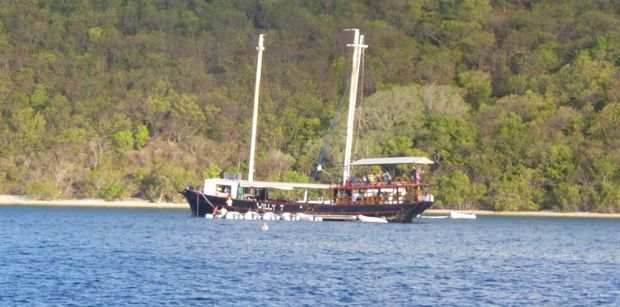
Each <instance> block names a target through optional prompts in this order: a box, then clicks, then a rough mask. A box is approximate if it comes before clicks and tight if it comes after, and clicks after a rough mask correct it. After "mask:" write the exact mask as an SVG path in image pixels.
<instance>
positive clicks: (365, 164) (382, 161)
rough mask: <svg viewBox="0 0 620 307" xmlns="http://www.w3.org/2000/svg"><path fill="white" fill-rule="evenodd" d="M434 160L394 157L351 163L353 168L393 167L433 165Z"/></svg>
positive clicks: (407, 157) (369, 159) (375, 159)
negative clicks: (362, 167) (431, 164)
mask: <svg viewBox="0 0 620 307" xmlns="http://www.w3.org/2000/svg"><path fill="white" fill-rule="evenodd" d="M433 163H435V162H433V161H432V160H430V159H429V158H426V157H393V158H368V159H361V160H357V161H355V162H353V163H351V165H352V166H362V165H392V164H433Z"/></svg>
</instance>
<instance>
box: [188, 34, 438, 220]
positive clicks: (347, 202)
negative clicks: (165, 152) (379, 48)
mask: <svg viewBox="0 0 620 307" xmlns="http://www.w3.org/2000/svg"><path fill="white" fill-rule="evenodd" d="M348 30H350V31H352V32H353V33H354V36H353V38H354V39H353V44H349V45H348V46H349V47H352V48H353V64H352V69H351V82H350V90H349V108H348V119H347V139H346V144H345V155H344V163H343V175H342V178H341V181H340V183H339V184H320V183H293V182H267V181H255V180H254V151H255V144H256V124H257V114H258V97H259V86H260V73H261V64H262V51H263V50H264V49H265V48H264V45H263V41H264V35H263V34H261V35H260V36H259V42H258V47H257V50H258V55H257V65H256V66H257V68H256V82H255V91H254V113H253V118H252V119H253V120H252V139H251V144H250V159H249V170H248V178H247V180H242V179H241V178H240V177H241V176H240V175H239V174H234V173H223V174H222V176H221V178H211V179H206V180H205V181H204V185H203V187H202V188H201V189H194V188H191V187H187V188H186V189H185V190H183V191H182V192H181V193H182V194H183V195H184V196H185V198H186V200H187V202H188V204H189V206H190V208H191V211H192V215H193V216H205V215H207V214H214V213H217V212H218V211H220V210H222V209H225V211H228V212H231V211H234V212H240V213H247V212H257V213H262V214H265V213H270V214H301V213H303V214H306V215H310V216H313V217H317V218H318V217H320V218H322V219H323V220H362V219H365V218H366V217H375V218H384V219H385V220H386V221H389V222H411V220H412V219H413V218H414V217H416V216H418V215H420V214H422V212H424V211H425V210H426V209H428V208H429V207H430V206H431V205H432V201H428V200H424V199H422V190H423V189H426V188H428V186H429V184H428V183H423V182H420V181H419V180H416V179H412V178H410V177H409V176H401V177H396V178H394V179H391V178H390V176H387V178H385V179H383V178H381V176H377V177H376V178H375V179H374V180H369V179H368V178H366V180H361V181H358V180H356V178H355V176H352V172H351V168H352V167H353V166H371V165H380V166H382V167H387V168H392V169H394V168H395V166H396V165H406V164H432V163H433V161H431V160H430V159H428V158H426V157H391V158H371V159H362V160H358V161H355V162H353V163H351V162H350V161H351V149H352V143H353V142H352V140H353V120H354V114H355V104H356V96H357V87H358V79H359V72H360V63H361V57H362V51H363V50H364V49H365V48H367V46H366V45H364V36H363V35H360V33H359V30H358V29H348ZM320 167H321V166H320V164H319V165H318V166H317V168H320Z"/></svg>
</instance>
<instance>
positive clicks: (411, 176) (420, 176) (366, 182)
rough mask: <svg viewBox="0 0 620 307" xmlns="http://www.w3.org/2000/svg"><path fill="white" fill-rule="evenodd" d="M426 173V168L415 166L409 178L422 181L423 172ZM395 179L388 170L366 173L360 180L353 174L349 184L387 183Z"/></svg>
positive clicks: (409, 175) (417, 182)
mask: <svg viewBox="0 0 620 307" xmlns="http://www.w3.org/2000/svg"><path fill="white" fill-rule="evenodd" d="M423 173H424V170H423V169H422V167H421V166H420V167H418V168H416V167H415V166H414V167H413V168H412V169H411V171H409V179H410V180H411V181H412V182H415V183H420V182H421V181H422V174H423ZM392 181H393V178H392V175H391V174H390V172H388V171H386V172H384V173H377V174H372V173H371V174H369V175H366V174H364V175H363V176H362V178H360V180H357V178H356V177H355V176H352V177H351V178H350V179H349V184H351V185H356V184H375V183H380V182H383V183H387V184H391V183H392Z"/></svg>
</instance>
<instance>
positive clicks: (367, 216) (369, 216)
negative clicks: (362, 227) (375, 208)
mask: <svg viewBox="0 0 620 307" xmlns="http://www.w3.org/2000/svg"><path fill="white" fill-rule="evenodd" d="M357 219H358V220H359V221H360V222H364V223H387V220H386V219H385V218H382V217H374V216H365V215H361V214H360V215H358V216H357Z"/></svg>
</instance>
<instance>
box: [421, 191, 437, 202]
mask: <svg viewBox="0 0 620 307" xmlns="http://www.w3.org/2000/svg"><path fill="white" fill-rule="evenodd" d="M422 201H428V202H431V203H432V202H435V196H433V194H431V193H430V192H428V191H426V192H424V196H422Z"/></svg>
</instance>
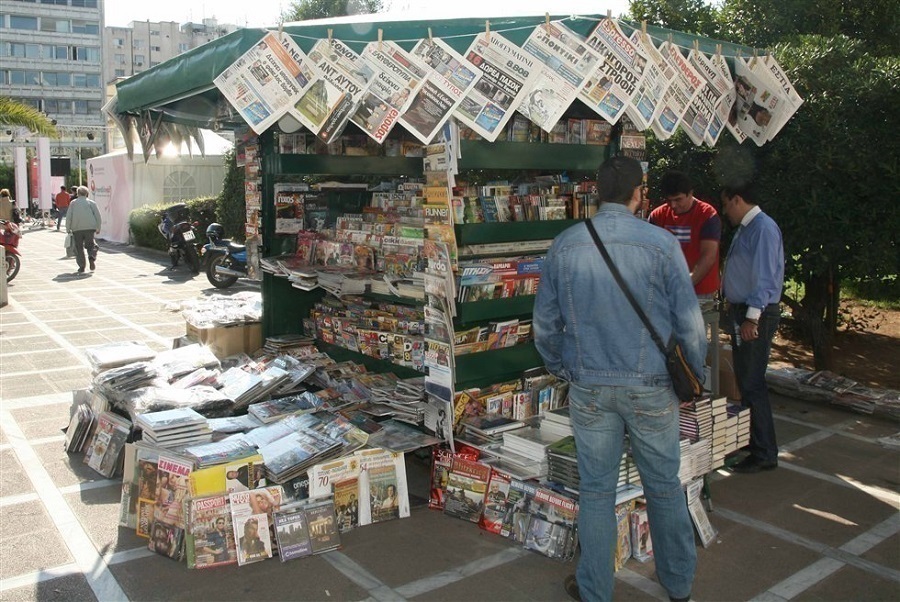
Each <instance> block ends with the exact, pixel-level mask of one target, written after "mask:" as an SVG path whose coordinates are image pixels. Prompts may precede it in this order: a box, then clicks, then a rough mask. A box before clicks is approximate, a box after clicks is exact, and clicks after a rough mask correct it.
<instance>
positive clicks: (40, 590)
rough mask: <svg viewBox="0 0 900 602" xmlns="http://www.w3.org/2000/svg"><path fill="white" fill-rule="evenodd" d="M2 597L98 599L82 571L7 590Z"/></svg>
mask: <svg viewBox="0 0 900 602" xmlns="http://www.w3.org/2000/svg"><path fill="white" fill-rule="evenodd" d="M2 597H3V600H4V602H34V601H35V600H40V601H41V602H56V601H57V600H58V601H59V602H92V601H94V600H96V599H97V596H95V595H94V591H93V590H92V589H91V586H90V585H89V584H88V582H87V579H85V578H84V575H82V574H81V573H79V574H77V575H66V576H65V577H57V578H56V579H47V580H46V581H41V582H40V583H35V584H32V585H24V586H22V587H17V588H14V589H10V590H6V591H5V592H3V594H2Z"/></svg>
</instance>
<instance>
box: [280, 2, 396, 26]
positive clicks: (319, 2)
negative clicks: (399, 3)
mask: <svg viewBox="0 0 900 602" xmlns="http://www.w3.org/2000/svg"><path fill="white" fill-rule="evenodd" d="M382 7H383V2H382V1H381V0H300V1H299V2H293V3H292V4H291V7H290V9H289V10H287V11H286V12H285V13H284V15H283V17H284V20H285V21H309V20H311V19H325V18H327V17H342V16H345V15H366V14H372V13H377V12H378V11H380V10H381V9H382Z"/></svg>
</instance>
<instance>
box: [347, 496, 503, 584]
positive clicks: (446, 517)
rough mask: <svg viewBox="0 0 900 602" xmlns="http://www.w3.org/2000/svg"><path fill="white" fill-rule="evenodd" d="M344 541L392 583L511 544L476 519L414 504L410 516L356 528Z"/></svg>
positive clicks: (446, 567)
mask: <svg viewBox="0 0 900 602" xmlns="http://www.w3.org/2000/svg"><path fill="white" fill-rule="evenodd" d="M341 541H342V543H343V544H344V553H345V554H346V555H347V556H349V557H350V558H352V559H353V560H354V561H356V562H357V563H359V564H360V565H362V566H363V567H364V568H365V569H366V570H368V571H369V572H370V573H373V574H375V575H377V576H378V578H379V579H381V580H382V581H383V582H384V583H385V584H386V585H387V586H389V587H397V586H400V585H403V584H404V583H407V582H409V581H410V580H411V576H425V575H429V574H433V573H440V572H443V571H447V570H451V569H455V568H456V567H458V566H459V565H463V564H467V563H469V562H472V561H475V560H478V559H479V558H484V557H487V556H491V555H493V554H496V553H498V552H501V551H503V550H506V549H507V548H509V547H510V546H511V545H512V544H511V542H510V541H509V540H507V539H505V538H503V537H496V536H493V535H490V534H487V533H483V532H482V531H481V529H479V528H478V525H476V524H474V523H470V522H468V521H463V520H460V519H458V518H453V517H450V516H444V514H443V513H441V512H439V511H437V510H429V509H428V508H417V509H416V510H413V511H412V512H411V513H410V517H409V518H403V519H399V520H393V521H387V522H384V523H379V524H375V525H369V526H366V527H361V528H359V529H355V530H353V531H351V532H349V533H347V534H346V535H342V536H341ZM385 550H390V554H386V553H385Z"/></svg>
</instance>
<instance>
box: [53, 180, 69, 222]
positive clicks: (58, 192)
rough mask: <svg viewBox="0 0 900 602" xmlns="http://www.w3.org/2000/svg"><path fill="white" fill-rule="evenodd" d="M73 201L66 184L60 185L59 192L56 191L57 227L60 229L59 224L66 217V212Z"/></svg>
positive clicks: (61, 221)
mask: <svg viewBox="0 0 900 602" xmlns="http://www.w3.org/2000/svg"><path fill="white" fill-rule="evenodd" d="M71 202H72V197H71V196H70V195H69V193H68V192H66V187H65V186H60V187H59V192H57V193H56V211H57V215H56V229H57V230H59V225H60V224H61V223H62V220H64V219H66V213H68V211H69V203H71Z"/></svg>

· · · · · · ·

- **Your goal**:
Return every line of the rows above that contains the string "negative", copying each line in full.

- **Problem solution**:
negative clicks: (362, 167) (431, 164)
negative clicks: (165, 152) (379, 48)
negative clicks: (362, 227) (375, 208)
negative clicks: (399, 3)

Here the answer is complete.